*** Opening of Provided information ***

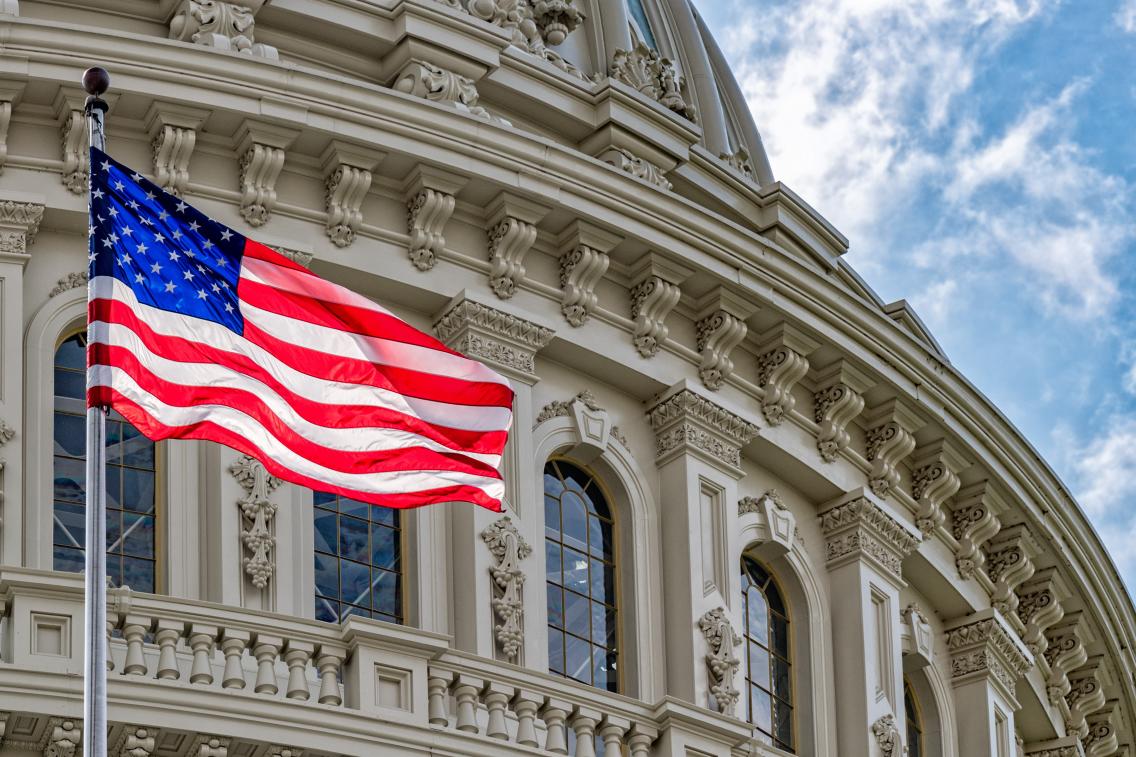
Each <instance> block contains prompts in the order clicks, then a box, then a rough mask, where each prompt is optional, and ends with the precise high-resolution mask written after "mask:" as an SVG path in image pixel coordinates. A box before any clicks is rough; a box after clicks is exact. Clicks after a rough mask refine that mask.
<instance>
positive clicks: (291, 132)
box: [236, 119, 300, 226]
mask: <svg viewBox="0 0 1136 757" xmlns="http://www.w3.org/2000/svg"><path fill="white" fill-rule="evenodd" d="M299 134H300V132H298V131H296V130H294V128H285V127H283V126H276V125H274V124H267V123H262V122H258V120H252V119H248V120H245V122H244V123H243V124H242V125H241V128H240V130H239V131H237V133H236V155H237V156H239V157H240V165H241V217H242V218H244V221H245V223H247V224H249V225H250V226H264V225H265V224H266V223H267V222H268V217H269V216H270V215H272V213H273V207H275V205H276V180H277V178H279V175H281V170H282V169H283V168H284V151H285V150H287V149H289V148H290V147H291V145H292V142H293V141H294V140H295V138H296V136H298V135H299Z"/></svg>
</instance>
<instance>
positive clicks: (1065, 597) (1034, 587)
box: [1016, 567, 1072, 657]
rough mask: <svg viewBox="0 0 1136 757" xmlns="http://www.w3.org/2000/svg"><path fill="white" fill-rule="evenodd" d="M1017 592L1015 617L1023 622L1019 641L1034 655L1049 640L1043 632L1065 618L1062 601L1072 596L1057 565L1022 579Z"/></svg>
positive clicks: (1044, 649)
mask: <svg viewBox="0 0 1136 757" xmlns="http://www.w3.org/2000/svg"><path fill="white" fill-rule="evenodd" d="M1016 593H1017V594H1018V617H1019V618H1020V619H1021V622H1022V623H1024V624H1025V626H1026V627H1025V631H1024V632H1022V634H1021V640H1022V641H1025V642H1026V647H1028V648H1029V652H1030V654H1031V655H1034V657H1041V656H1042V655H1044V652H1045V649H1046V647H1049V643H1050V642H1049V640H1047V639H1046V638H1045V632H1046V631H1047V630H1049V629H1050V627H1051V626H1053V625H1054V624H1056V623H1059V622H1060V621H1061V618H1063V617H1064V608H1063V607H1062V606H1061V602H1062V601H1064V600H1066V599H1068V598H1069V597H1071V596H1072V592H1070V591H1069V585H1068V584H1067V583H1066V582H1064V579H1062V577H1061V574H1060V573H1059V572H1058V569H1056V568H1052V567H1049V568H1044V569H1042V571H1038V572H1037V573H1035V574H1034V577H1031V579H1030V580H1029V581H1026V582H1024V583H1022V584H1021V585H1020V587H1018V590H1017V592H1016Z"/></svg>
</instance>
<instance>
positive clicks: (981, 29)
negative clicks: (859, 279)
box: [695, 0, 1136, 589]
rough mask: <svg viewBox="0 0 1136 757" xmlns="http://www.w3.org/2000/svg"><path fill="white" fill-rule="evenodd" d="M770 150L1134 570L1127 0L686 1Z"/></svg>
mask: <svg viewBox="0 0 1136 757" xmlns="http://www.w3.org/2000/svg"><path fill="white" fill-rule="evenodd" d="M695 2H696V5H698V7H699V9H700V11H701V13H702V14H703V17H704V18H705V19H707V22H708V24H709V25H710V27H711V28H712V30H713V32H715V34H716V36H717V39H718V42H719V44H720V45H721V47H722V50H724V51H725V52H726V56H727V58H728V59H729V61H730V64H732V66H733V68H734V73H735V75H736V76H737V80H738V82H740V83H741V85H742V89H743V91H744V92H745V95H746V99H747V101H749V105H750V109H751V110H752V113H753V116H754V119H755V122H757V124H758V128H759V130H760V131H761V134H762V138H763V139H765V141H766V149H767V151H768V152H769V158H770V161H771V164H772V167H774V175H775V176H777V178H779V180H780V181H784V182H785V183H787V184H788V185H790V186H792V188H793V189H794V190H796V191H797V192H799V193H800V194H801V196H802V197H804V198H805V199H807V200H808V201H809V202H810V203H812V205H813V207H816V208H817V209H818V210H819V211H820V213H821V214H824V215H825V216H826V217H827V218H828V219H829V221H832V222H833V223H834V224H835V225H836V226H837V227H838V228H841V231H843V232H844V233H845V234H846V235H847V236H849V239H850V240H851V249H850V252H849V253H847V256H846V258H845V259H846V260H847V261H849V263H851V264H852V265H853V266H854V267H855V268H857V271H859V272H860V274H861V275H863V276H864V278H866V280H867V281H868V282H869V283H870V284H871V285H872V288H875V289H876V291H877V292H879V294H880V296H882V297H883V298H884V299H885V300H887V301H891V300H895V299H900V298H905V299H908V301H910V302H911V303H912V305H913V306H914V308H916V310H917V313H919V315H920V317H922V318H924V321H925V322H926V323H927V324H928V326H930V328H932V331H933V333H934V334H935V336H936V338H937V339H938V341H939V342H941V343H942V346H943V348H944V349H945V351H946V353H947V355H949V356H950V358H951V360H952V363H953V364H954V365H955V366H957V367H958V368H959V369H960V371H961V372H962V373H963V374H964V375H966V376H967V377H968V378H970V381H971V382H974V383H975V384H976V385H977V386H978V388H979V389H980V390H982V391H983V392H984V393H986V394H987V396H988V397H989V398H991V399H992V400H993V401H994V402H995V404H996V405H997V406H999V407H1000V408H1001V409H1002V410H1003V413H1005V414H1006V415H1008V416H1009V418H1010V419H1011V421H1012V422H1013V423H1014V424H1016V425H1017V426H1018V427H1019V429H1020V430H1021V431H1022V432H1024V433H1025V435H1026V438H1027V439H1028V440H1029V441H1030V442H1031V443H1033V444H1034V446H1035V447H1036V448H1037V449H1038V450H1039V451H1041V454H1042V456H1043V457H1044V458H1045V459H1046V460H1047V461H1049V463H1050V465H1052V466H1053V468H1054V469H1055V471H1056V472H1058V474H1059V475H1060V476H1061V479H1062V480H1063V481H1064V482H1066V483H1067V484H1068V485H1069V488H1070V489H1071V490H1072V491H1074V492H1075V494H1076V497H1077V499H1078V501H1079V502H1080V504H1081V506H1083V507H1084V509H1085V510H1086V511H1087V513H1088V515H1089V518H1091V519H1092V522H1093V523H1094V525H1095V526H1096V529H1097V531H1099V532H1100V533H1101V534H1102V535H1103V538H1104V541H1105V543H1106V544H1108V546H1109V548H1110V550H1111V551H1112V556H1113V558H1114V559H1116V560H1117V564H1118V566H1119V567H1120V571H1121V573H1122V574H1124V575H1125V577H1126V581H1127V582H1128V585H1129V588H1130V589H1136V197H1134V194H1136V192H1134V189H1136V0H1064V1H1061V0H695Z"/></svg>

*** Close of Provided information ***

» **How to complete this task**
Exactly repeat the material from its first line through the line with "positive clicks: (291, 132)", including both, and leave the pictures and everything else out.

» **Answer for the task**
Each <instance> block contains prompts in the order clicks, then a box, then a rough mask, where each prompt is optional, and ends with the precise high-resolution mask written after "mask:" as an SVG path in image pixel coordinates. A box before any clicks is rough; a box after clicks is exact. Clicks after a rough mask refine that mask.
<instance>
positive clicks: (291, 132)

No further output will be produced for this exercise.